Region annotation entries -

-------------------------

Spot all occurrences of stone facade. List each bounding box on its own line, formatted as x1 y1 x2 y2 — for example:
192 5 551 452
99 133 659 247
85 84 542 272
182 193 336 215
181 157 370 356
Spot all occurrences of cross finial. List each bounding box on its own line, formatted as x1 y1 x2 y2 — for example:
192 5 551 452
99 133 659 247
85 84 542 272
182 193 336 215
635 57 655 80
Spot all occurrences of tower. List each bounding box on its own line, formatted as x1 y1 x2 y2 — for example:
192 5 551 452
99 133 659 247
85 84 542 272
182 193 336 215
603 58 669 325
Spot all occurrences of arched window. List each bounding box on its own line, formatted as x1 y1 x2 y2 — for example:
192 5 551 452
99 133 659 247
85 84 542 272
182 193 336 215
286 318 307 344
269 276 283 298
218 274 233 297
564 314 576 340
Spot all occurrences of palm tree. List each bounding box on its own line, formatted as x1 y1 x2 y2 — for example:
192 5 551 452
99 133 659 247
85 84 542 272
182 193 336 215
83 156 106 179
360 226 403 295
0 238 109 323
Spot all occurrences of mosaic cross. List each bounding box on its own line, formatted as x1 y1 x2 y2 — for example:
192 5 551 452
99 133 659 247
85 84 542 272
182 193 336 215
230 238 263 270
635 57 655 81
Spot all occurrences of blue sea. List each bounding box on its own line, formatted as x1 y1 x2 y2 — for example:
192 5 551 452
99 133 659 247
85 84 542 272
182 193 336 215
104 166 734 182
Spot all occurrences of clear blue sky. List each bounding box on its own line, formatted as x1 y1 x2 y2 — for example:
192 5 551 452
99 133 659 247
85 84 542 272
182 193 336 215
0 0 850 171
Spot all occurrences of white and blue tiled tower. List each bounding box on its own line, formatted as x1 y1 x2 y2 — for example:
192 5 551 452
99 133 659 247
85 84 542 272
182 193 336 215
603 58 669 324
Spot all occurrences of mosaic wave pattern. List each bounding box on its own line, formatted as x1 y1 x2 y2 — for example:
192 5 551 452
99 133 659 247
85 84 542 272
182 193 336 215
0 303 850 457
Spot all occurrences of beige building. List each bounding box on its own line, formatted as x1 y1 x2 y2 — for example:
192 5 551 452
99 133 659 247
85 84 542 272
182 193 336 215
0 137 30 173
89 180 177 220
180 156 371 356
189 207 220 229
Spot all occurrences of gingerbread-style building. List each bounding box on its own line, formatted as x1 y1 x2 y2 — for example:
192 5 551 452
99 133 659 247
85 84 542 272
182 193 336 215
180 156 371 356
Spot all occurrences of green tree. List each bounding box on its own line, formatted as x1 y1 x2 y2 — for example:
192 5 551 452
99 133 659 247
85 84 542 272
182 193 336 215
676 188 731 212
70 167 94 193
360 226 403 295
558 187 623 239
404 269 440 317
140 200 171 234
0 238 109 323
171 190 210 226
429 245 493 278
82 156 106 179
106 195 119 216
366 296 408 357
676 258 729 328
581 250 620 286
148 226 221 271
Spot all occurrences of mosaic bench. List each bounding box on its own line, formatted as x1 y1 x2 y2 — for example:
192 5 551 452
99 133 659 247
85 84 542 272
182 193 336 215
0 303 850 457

-------------------------

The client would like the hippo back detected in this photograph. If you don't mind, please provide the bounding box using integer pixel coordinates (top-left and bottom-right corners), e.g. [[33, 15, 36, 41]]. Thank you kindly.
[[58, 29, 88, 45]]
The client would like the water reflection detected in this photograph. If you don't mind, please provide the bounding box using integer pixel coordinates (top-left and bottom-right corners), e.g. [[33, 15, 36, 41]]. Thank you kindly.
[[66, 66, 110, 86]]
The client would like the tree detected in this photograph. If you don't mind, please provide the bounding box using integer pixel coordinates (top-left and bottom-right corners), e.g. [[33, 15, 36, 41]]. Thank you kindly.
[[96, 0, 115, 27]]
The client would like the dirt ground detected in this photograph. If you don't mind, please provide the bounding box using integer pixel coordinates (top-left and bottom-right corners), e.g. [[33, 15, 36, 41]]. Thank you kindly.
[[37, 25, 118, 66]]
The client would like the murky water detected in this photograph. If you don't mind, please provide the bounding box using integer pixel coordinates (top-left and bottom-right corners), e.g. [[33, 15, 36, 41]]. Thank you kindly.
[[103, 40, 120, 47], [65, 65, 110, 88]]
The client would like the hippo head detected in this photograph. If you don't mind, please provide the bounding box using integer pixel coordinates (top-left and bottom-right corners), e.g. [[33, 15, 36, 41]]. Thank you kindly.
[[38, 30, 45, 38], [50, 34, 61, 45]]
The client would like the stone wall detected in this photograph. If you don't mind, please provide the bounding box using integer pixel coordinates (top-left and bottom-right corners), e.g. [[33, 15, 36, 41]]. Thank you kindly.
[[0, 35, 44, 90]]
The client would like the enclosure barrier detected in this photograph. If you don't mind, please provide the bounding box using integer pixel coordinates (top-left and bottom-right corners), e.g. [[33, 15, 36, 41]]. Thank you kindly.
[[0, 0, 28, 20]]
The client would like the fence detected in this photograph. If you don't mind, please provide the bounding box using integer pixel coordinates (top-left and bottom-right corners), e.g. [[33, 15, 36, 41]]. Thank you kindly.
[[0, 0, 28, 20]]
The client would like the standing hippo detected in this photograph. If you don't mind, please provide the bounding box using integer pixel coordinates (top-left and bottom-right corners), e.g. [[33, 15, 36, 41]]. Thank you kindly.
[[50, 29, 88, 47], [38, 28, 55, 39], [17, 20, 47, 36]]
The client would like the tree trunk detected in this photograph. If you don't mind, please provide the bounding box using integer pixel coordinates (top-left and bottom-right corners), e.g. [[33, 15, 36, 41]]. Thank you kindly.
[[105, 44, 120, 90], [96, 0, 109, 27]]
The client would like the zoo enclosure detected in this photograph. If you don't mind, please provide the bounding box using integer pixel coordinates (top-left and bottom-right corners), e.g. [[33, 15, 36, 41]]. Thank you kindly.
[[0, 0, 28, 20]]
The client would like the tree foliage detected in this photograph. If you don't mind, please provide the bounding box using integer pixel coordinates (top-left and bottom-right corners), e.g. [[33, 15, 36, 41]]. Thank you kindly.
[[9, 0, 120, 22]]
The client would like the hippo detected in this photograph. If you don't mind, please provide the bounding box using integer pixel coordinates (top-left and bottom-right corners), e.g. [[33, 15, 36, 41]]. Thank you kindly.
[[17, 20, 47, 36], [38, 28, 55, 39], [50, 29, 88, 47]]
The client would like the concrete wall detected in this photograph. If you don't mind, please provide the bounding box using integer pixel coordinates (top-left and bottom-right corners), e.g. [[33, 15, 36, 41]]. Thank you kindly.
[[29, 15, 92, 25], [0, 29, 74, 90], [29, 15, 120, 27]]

-------------------------

PROBLEM DETAILS - Copy the data starting at the line that contains "Spot all occurrences of beige" and ending at the line that contains "148 226 221 271", changing "green tree" to "leafy tree" and leaving everything else as it is.

WRITTEN SOLUTION -
Spot all occurrences of beige building. List each bounding box on its own line, formatted as x1 y1 x2 y2 — for example:
192 5 551 452
99 133 659 247
85 84 542 272
182 193 336 215
0 137 30 173
89 180 177 220
180 156 371 356
189 207 220 229
Spot all occurrences of gingerbread-style building. List each bounding box on its own line, formatted as x1 y1 x2 y2 — for example:
192 5 551 452
99 133 659 247
85 84 542 272
182 193 336 215
180 156 371 356
Spot all occurrences of leafy tree. List each bounding box on its own line, formatted as x1 y1 x2 y2 — for example:
192 5 551 452
99 133 659 247
85 84 542 272
182 193 336 215
676 188 731 212
70 167 94 193
360 226 403 295
558 187 623 239
404 269 440 317
140 200 171 234
0 238 109 323
171 190 210 226
429 245 493 278
82 156 106 179
106 195 119 216
366 296 408 357
676 258 729 328
581 250 620 286
148 226 221 271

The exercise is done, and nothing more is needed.